Segment Start: Source material
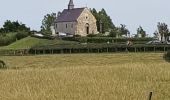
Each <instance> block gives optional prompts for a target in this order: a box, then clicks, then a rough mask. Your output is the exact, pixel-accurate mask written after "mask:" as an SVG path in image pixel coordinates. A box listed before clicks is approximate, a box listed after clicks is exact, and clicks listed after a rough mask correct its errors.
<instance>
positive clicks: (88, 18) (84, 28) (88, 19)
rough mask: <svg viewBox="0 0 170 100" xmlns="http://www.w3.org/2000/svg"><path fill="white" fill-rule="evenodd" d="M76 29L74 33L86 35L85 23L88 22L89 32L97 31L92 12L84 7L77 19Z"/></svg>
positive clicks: (95, 20) (85, 27)
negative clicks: (84, 9)
mask: <svg viewBox="0 0 170 100" xmlns="http://www.w3.org/2000/svg"><path fill="white" fill-rule="evenodd" d="M77 22H78V23H77V30H76V33H75V34H78V35H81V36H87V34H86V33H87V31H86V24H87V23H88V24H89V34H92V33H94V34H96V33H97V26H96V19H95V17H94V16H93V15H92V13H91V12H90V11H89V10H88V8H85V10H84V11H83V12H82V13H81V15H80V16H79V17H78V19H77Z"/></svg>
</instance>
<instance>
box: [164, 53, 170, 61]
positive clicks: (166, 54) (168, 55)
mask: <svg viewBox="0 0 170 100" xmlns="http://www.w3.org/2000/svg"><path fill="white" fill-rule="evenodd" d="M164 59H165V60H166V61H168V62H170V51H168V52H167V53H165V54H164Z"/></svg>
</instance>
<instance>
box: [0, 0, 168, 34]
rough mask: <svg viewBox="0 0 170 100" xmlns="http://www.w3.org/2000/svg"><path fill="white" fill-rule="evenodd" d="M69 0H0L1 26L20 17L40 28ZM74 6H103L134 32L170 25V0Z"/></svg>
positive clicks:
Segment End: Source material
Would you repeat the entries exactly, but with no pictures?

Each <instance> block gives optional prompts for a target in this order: a box, then clicks, then a rough mask. Your output is the exact, pixel-accurate mask written after "mask:" as an SVG path in image pixel coordinates. A box listed before clicks is approximate, a box listed after clicks is exact, and clicks listed after a rough mask correct its errors.
<instance>
positive clicks: (88, 18) (84, 28) (88, 19)
rough mask: <svg viewBox="0 0 170 100" xmlns="http://www.w3.org/2000/svg"><path fill="white" fill-rule="evenodd" d="M76 29L74 33L86 35L85 23L88 22L89 32L97 31L92 12L84 7L77 19Z"/></svg>
positive clicks: (95, 20) (85, 27)
negative clicks: (84, 9)
mask: <svg viewBox="0 0 170 100" xmlns="http://www.w3.org/2000/svg"><path fill="white" fill-rule="evenodd" d="M77 22H78V23H77V30H76V33H75V34H78V35H81V36H87V34H86V33H87V31H86V24H87V23H88V24H89V34H92V33H94V34H96V33H97V26H96V19H95V17H94V16H93V15H92V13H91V12H90V11H89V10H88V8H85V10H84V11H83V12H82V13H81V15H80V16H79V17H78V19H77Z"/></svg>
</instance>
<instance>
box: [164, 53, 170, 61]
positive clicks: (166, 54) (168, 55)
mask: <svg viewBox="0 0 170 100" xmlns="http://www.w3.org/2000/svg"><path fill="white" fill-rule="evenodd" d="M164 59H165V60H166V61H168V62H170V51H168V52H167V53H165V54H164Z"/></svg>
</instance>
<instance>
box: [0, 0, 168, 34]
rough mask: <svg viewBox="0 0 170 100" xmlns="http://www.w3.org/2000/svg"><path fill="white" fill-rule="evenodd" d="M69 0H0L1 26L20 17L40 28ZM74 6H103L134 32L170 25V0Z"/></svg>
positive clicks:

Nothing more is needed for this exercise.